START RECORDS SHOWN
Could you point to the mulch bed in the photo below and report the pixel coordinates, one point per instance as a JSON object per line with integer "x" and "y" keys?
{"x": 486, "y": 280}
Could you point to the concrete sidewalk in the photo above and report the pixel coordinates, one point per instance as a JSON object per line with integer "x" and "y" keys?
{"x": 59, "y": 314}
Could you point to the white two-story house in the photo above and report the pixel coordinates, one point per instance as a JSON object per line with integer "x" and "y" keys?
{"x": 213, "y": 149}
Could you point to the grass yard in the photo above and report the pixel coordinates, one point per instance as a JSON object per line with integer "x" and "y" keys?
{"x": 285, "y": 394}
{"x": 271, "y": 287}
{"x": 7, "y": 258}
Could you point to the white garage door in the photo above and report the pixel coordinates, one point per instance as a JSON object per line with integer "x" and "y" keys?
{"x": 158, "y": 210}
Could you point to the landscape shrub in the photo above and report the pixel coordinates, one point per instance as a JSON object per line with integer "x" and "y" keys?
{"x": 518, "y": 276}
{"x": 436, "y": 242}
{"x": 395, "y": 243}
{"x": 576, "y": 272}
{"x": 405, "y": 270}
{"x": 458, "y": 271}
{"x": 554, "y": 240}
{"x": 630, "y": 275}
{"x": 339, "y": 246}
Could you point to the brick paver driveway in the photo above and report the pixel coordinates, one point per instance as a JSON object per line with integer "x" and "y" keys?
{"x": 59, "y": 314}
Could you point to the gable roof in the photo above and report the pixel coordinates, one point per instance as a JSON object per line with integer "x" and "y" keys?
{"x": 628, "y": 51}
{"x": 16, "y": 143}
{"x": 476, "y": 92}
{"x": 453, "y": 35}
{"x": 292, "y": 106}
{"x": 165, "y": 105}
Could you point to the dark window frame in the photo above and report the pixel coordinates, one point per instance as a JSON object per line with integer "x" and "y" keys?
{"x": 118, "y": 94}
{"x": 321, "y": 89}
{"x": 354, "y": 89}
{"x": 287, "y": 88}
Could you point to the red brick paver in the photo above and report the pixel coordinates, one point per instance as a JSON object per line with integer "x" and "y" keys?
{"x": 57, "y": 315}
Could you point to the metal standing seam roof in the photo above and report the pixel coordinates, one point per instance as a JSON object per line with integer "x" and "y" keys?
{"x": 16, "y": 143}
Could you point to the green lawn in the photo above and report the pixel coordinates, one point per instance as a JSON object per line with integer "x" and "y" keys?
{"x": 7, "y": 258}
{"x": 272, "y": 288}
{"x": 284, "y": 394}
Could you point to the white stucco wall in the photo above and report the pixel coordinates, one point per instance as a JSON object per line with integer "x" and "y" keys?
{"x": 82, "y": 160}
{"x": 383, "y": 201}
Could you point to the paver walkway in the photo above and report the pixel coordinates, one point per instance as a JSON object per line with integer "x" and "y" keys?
END RECORDS SHOWN
→ **WHAT THE EXERCISE ASKS**
Repeat all the entries exactly as given.

→ **EXERCISE ANSWER**
Could you point to the mulch bed in the photo below and report the pixel coordinates, one point per instance as a JSON object per line with integer "x" and "y" keys?
{"x": 486, "y": 280}
Could you point to the concrete sidewalk in the photo above and report the pixel coordinates, one point per instance as a JSON object per line with integer "x" and "y" keys?
{"x": 59, "y": 314}
Could you point to the white two-story house in the photo above and report the pixel coordinates, one point per instance as a JSON object per line with integer "x" and "y" keys?
{"x": 213, "y": 149}
Could you point to the grass yard in the photo above and report the pixel coordinates, one point per instance as a JSON object per line with integer "x" and "y" keys?
{"x": 285, "y": 394}
{"x": 271, "y": 287}
{"x": 7, "y": 258}
Could you point to the white garage door in the photo above and report the pixel coordinates, one point per instance as a JSON object per line with integer "x" and "y" keys?
{"x": 158, "y": 210}
Could you point to the landscape shrub in the photo above and report the pixel coordinates, one point per instance as a JSON object per line with integer "x" and "y" keys?
{"x": 518, "y": 276}
{"x": 436, "y": 242}
{"x": 395, "y": 243}
{"x": 576, "y": 272}
{"x": 405, "y": 270}
{"x": 458, "y": 271}
{"x": 554, "y": 240}
{"x": 630, "y": 275}
{"x": 339, "y": 246}
Could you point to the brick paver driveway in the photo above and report the pixel coordinates, one point per instance as a JSON object per line with integer "x" and "y" keys?
{"x": 59, "y": 314}
Could you point to the gable roof in the photo above and report the pixel coordinates, one point per instance as a JSON object per line with integer "x" and "y" keys?
{"x": 628, "y": 51}
{"x": 16, "y": 143}
{"x": 476, "y": 92}
{"x": 453, "y": 35}
{"x": 292, "y": 106}
{"x": 165, "y": 105}
Could you point to the dark window frame in the photo above and report the pixel coordinates, one point per instance as a JSON object per line with integer "x" and "y" keys?
{"x": 118, "y": 94}
{"x": 321, "y": 89}
{"x": 354, "y": 89}
{"x": 287, "y": 88}
Could you point to the red brick paver in the photo above and report the pixel coordinates, one point per instance as a JSON object per line with integer "x" and "y" keys?
{"x": 57, "y": 315}
Could you point to the metal standing seam roof in the photo above and report the pixel coordinates, one point per instance as a JSON object per line with integer "x" and "y" keys?
{"x": 16, "y": 143}
Could you point to the green lawn in the photo above and report the pixel coordinates, one point per instance as a JSON object per line with integer "x" and "y" keys?
{"x": 7, "y": 258}
{"x": 272, "y": 288}
{"x": 284, "y": 394}
Could you point to the white stucco wall in the photo above and report the pixel coordinates, one point per instance as a JSON object per line with integer "x" and "y" keys?
{"x": 82, "y": 160}
{"x": 383, "y": 201}
Could you point to the paver walkway in the photo above and report the pixel coordinates, one point per instance as a JSON object per line with integer "x" and "y" keys?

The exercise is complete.